List all the lines in these records that hold "dark".

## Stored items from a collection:
──────────────────────────────
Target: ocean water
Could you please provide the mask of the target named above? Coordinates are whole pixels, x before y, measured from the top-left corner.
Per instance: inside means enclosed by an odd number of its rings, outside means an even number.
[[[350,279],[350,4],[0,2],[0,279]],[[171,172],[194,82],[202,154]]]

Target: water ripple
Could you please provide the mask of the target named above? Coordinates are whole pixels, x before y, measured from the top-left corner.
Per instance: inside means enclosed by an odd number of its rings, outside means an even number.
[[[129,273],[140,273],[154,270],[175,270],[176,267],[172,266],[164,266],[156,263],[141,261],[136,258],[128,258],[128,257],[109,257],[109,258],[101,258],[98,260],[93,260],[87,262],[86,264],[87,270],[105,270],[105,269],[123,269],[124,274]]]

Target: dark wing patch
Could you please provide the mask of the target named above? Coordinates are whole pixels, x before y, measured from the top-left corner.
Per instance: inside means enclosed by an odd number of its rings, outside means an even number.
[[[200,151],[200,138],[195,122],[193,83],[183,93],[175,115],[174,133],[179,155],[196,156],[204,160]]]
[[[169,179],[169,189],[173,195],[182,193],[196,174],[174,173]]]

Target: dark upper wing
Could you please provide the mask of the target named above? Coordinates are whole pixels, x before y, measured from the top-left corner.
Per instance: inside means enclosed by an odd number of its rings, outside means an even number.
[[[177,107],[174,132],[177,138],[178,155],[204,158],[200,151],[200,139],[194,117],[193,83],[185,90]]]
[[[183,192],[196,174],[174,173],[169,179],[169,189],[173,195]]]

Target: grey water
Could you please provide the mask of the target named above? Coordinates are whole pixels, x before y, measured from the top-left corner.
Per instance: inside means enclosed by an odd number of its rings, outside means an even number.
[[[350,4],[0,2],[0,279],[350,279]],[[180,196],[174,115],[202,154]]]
──────────────────────────────
## ANSWER BELOW:
Target: dark wing patch
Target: dark upper wing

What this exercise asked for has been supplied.